Exercise description:
Would you quote the material below in full and unchanged?

Data for this exercise:

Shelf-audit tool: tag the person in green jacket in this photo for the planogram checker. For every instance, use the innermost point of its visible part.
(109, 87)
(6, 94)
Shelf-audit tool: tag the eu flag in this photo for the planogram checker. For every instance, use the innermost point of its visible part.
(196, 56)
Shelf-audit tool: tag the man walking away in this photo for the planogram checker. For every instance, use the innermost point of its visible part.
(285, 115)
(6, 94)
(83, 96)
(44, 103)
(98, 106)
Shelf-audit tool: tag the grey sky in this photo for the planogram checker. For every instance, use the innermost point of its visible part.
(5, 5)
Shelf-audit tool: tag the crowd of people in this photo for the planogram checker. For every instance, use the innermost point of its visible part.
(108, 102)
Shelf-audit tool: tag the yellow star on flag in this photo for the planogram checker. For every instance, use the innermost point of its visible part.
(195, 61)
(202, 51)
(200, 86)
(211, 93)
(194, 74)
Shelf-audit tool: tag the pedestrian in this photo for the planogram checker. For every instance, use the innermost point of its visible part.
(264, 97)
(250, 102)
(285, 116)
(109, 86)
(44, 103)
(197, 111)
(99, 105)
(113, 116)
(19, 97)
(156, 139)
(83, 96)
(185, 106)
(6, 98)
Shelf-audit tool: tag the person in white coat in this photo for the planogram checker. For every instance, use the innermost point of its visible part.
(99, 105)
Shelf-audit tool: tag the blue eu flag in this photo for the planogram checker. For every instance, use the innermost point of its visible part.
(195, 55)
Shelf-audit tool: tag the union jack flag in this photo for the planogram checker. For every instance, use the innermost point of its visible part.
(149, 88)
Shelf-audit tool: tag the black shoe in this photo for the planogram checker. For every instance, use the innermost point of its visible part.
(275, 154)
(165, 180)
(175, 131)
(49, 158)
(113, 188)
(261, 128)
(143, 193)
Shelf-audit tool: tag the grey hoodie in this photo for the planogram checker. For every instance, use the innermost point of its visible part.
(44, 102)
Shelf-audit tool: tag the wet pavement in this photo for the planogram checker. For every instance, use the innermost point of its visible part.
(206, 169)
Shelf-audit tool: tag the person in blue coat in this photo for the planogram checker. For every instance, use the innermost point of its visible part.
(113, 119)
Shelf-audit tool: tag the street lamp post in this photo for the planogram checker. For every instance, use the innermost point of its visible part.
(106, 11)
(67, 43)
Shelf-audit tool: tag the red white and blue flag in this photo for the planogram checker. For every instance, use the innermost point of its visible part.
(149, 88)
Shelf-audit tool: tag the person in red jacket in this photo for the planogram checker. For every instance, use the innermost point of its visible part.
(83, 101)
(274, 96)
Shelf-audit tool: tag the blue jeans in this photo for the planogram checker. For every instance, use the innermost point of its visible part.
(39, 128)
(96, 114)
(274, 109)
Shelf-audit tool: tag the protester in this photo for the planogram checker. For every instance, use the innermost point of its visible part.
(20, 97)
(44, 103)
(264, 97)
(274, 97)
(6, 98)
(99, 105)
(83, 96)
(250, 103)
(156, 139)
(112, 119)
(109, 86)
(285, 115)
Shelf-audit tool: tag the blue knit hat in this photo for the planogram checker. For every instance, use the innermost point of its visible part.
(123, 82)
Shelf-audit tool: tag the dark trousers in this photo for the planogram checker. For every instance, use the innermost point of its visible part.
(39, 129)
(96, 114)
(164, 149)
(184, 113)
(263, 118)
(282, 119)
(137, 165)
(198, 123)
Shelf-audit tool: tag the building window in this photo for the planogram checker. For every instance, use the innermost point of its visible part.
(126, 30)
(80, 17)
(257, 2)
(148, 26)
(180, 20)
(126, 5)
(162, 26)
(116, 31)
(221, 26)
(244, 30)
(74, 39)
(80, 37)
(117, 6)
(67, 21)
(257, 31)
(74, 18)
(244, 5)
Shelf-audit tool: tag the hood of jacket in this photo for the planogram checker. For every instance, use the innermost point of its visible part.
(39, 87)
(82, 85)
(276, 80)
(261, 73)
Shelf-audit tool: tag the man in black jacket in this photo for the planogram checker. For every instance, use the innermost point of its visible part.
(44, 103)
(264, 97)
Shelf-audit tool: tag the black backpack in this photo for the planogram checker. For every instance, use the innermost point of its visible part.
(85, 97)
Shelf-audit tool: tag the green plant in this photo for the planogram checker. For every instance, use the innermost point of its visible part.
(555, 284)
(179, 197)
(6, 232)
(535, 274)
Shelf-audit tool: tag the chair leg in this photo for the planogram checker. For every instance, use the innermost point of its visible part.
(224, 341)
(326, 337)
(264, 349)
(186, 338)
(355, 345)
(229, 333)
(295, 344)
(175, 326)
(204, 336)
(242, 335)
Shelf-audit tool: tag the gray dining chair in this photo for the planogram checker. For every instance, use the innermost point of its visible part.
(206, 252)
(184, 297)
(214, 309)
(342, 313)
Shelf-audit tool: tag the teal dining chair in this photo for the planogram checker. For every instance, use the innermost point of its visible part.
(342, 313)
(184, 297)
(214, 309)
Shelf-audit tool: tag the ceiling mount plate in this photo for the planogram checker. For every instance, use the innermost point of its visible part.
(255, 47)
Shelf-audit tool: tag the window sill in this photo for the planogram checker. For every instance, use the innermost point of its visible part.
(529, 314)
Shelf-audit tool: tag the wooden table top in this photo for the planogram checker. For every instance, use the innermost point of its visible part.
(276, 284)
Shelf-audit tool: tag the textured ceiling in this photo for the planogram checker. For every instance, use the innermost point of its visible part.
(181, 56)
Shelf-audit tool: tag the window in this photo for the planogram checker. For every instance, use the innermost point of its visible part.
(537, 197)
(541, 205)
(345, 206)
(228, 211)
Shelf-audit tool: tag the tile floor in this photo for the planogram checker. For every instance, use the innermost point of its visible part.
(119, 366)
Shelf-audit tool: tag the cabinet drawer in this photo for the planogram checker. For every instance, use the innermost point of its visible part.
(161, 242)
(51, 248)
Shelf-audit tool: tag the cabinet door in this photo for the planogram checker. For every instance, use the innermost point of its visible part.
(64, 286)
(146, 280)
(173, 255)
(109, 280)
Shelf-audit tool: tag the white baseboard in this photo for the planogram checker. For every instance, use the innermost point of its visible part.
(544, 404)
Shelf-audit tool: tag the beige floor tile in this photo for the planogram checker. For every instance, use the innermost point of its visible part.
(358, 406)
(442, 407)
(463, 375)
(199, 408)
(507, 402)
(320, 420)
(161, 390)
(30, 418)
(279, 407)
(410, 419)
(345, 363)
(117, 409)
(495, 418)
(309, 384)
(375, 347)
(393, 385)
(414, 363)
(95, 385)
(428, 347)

Task solution:
Shelf-audit tool: tag the person in green jacket in this photo for the planogram checker. For every instance, use the innermost point of its visible part.
(109, 87)
(6, 94)
Shelf-audit tool: tag the eu flag in this photo for the planogram checker. For every instance, use the innermost point of its visible part.
(196, 56)
Shelf-audit tool: tag the man walking away in this photo for the planogram checker. For every instance, use the innermost point of its visible part.
(285, 115)
(6, 94)
(83, 96)
(44, 103)
(98, 106)
Shelf-audit tool: tag the grey sky in this photo for the planogram checker. For every instance, use the innermost point of its visible part.
(5, 5)
Shelf-audit tool: tag the crowd of people in this photo for the planogram checker. For every instance, use the innermost point of its visible part.
(108, 102)
Shelf-audit tool: tag the yellow star on flag in this photo for the planogram checker. For every instance, use the innermost point of its visible part.
(195, 61)
(202, 51)
(200, 86)
(211, 93)
(194, 74)
Shelf-audit tool: tag the pedestrian in this photo for the planogram checker. For every instance, use the innermost point of its visible part.
(264, 97)
(250, 102)
(285, 116)
(109, 86)
(44, 103)
(197, 111)
(99, 105)
(113, 116)
(19, 97)
(156, 139)
(83, 96)
(185, 106)
(6, 98)
Shelf-audit tool: tag the person in white coat in this photo for the planogram checker. For every instance, use the innermost point of its visible part.
(99, 105)
Shelf-audit tool: tag the blue eu flag in this photo for the planogram checker. For every instance, use the innermost point of its visible part.
(195, 55)
Shelf-audit tool: tag the union jack flag in this photo for the planogram checker. For every instance, use the innermost point of its visible part.
(149, 88)
Shelf-audit tool: tag the black shoe in this photo for the planogram checker. For every instance, use the innermost point of its visible part.
(275, 154)
(165, 180)
(175, 131)
(49, 158)
(113, 188)
(261, 128)
(143, 193)
Shelf-audit tool: tag the grey hoodie in this photo for the planogram checker. For every instance, use the innermost point of its visible part.
(44, 102)
Shelf-audit tool: tag the wet pavement in this photo for the planogram checker. For every instance, use the innermost point of its visible part.
(206, 169)
Shelf-audit tool: tag the person in blue coat in this photo for the planogram checker. For every instance, use the innermost point of its visible part.
(113, 119)
Shelf-audit tool: tag the street lamp post in this photo for the planogram checker. For every instance, use the innermost point of its visible part.
(106, 11)
(67, 43)
Shelf-audit tool: tag the red white and blue flag in this photo for the planogram checker. For every instance, use the innermost point of its visible part.
(149, 88)
Shelf-audit tool: tag the person in red jacket in this photo for the planogram checker. For every instance, use the innermost point of its visible part.
(83, 101)
(274, 96)
Shelf-audit tool: tag the blue jeans in this photo for the planogram checker. For every instance, use the innermost point of its visible part.
(39, 128)
(96, 114)
(274, 109)
Shelf-audit tool: tag the protester in this photo for the planogram checker. For every instance, use the innermost point of its visible part.
(20, 97)
(44, 103)
(264, 97)
(274, 97)
(6, 98)
(99, 105)
(83, 96)
(250, 103)
(156, 139)
(112, 119)
(109, 86)
(285, 115)
Shelf-audit tool: tag the blue knit hat in this photo for the planogram checker. For every instance, use the innermost point of its visible part.
(123, 82)
Shelf-audit tool: tag the dark trousers in this photo for the planogram checker. For every instance, use the innermost point of its visible part.
(39, 129)
(96, 114)
(164, 149)
(184, 113)
(263, 118)
(282, 119)
(137, 165)
(198, 123)
Shelf-audit tool: tag the building window in this photo for the planogram checker. For every instance, use the innermost point of its visible part.
(126, 30)
(80, 17)
(257, 2)
(148, 26)
(180, 20)
(126, 5)
(162, 26)
(116, 31)
(221, 26)
(244, 30)
(74, 39)
(80, 37)
(117, 6)
(67, 21)
(257, 31)
(74, 18)
(244, 5)
Shelf-audit tool: tag the hood of jacket in this photo for the planogram checker. For every instance, use the innermost point of its visible part.
(39, 87)
(82, 85)
(276, 80)
(261, 73)
Shelf-audit tool: tag the man in black jacket in this photo for the planogram checker. For every instance, use the innermost point of its visible part.
(44, 103)
(264, 97)
Shelf-audit tool: tag the black backpack in this photo for the planogram checker. For every instance, use the innermost point of its visible part.
(85, 97)
Shelf-audit tool: tag the green plant in this photo for the planogram checker. For every instance, use the innermost point of its visible part.
(555, 284)
(179, 197)
(6, 232)
(535, 274)
Shelf-audit tool: tag the chair leg in this photo for the planogram checker. For every instance, use the innermost point of its visible part.
(224, 341)
(326, 337)
(264, 349)
(186, 338)
(355, 345)
(229, 333)
(295, 344)
(175, 326)
(204, 336)
(242, 335)
Shelf-audit tool: tag the gray dining chair in this photo for the planogram checker. For every instance, use the innermost point of its visible part.
(206, 252)
(184, 297)
(214, 309)
(342, 313)
Shelf-audit tool: tag the teal dining chair in this photo for the planogram checker. For every instance, use the innermost point of its visible part.
(342, 313)
(184, 297)
(214, 309)
Shelf-audit tool: tag the ceiling mount plate in this photo for the planogram checker. For every instance, use the innermost point of its visible part.
(255, 47)
Shelf-audit tool: tag the window sill in this photo for the planogram checker. For every instance, use the innermost point of its visible part.
(529, 314)
Shelf-audit tool: tag the wooden table top in this photo for the planogram checker. For every instance, use the innermost point of its visible part.
(276, 284)
Shelf-audit tool: tag the textured ceiling in this photo for the planogram checker. For every instance, use the innermost point of its visible part.
(181, 56)
Shelf-audit tool: tag the window in this photo for the planogram checker. For every instance, use the innermost point of its visible part.
(537, 197)
(541, 205)
(345, 206)
(228, 211)
Shelf-audit tool: tag the tile floor in this photo for the planogram checker. For every instance, use the innermost point of its visible part.
(119, 366)
Shelf-audit tool: tag the cabinet drawer in this photo for the planogram checker. For every instance, use the innermost point of its visible part.
(161, 242)
(51, 248)
Shelf-audit tool: tag the cabinet door in this photo for the planogram checker. For every instance, use the innermost point of its visible part.
(64, 286)
(146, 280)
(173, 255)
(109, 280)
Shelf-audit tool: tag the white baseboard in this photo for the planogram checker. For every instance, use the innermost point of its visible part.
(544, 404)
Shelf-audit tool: tag the beige floor tile in this photo for the planogram checker. For every instance, use the innermost point of its visible part.
(358, 406)
(442, 407)
(463, 375)
(199, 408)
(507, 402)
(320, 420)
(161, 390)
(30, 418)
(279, 407)
(410, 419)
(345, 363)
(117, 409)
(495, 418)
(309, 384)
(375, 347)
(393, 385)
(414, 363)
(95, 385)
(428, 347)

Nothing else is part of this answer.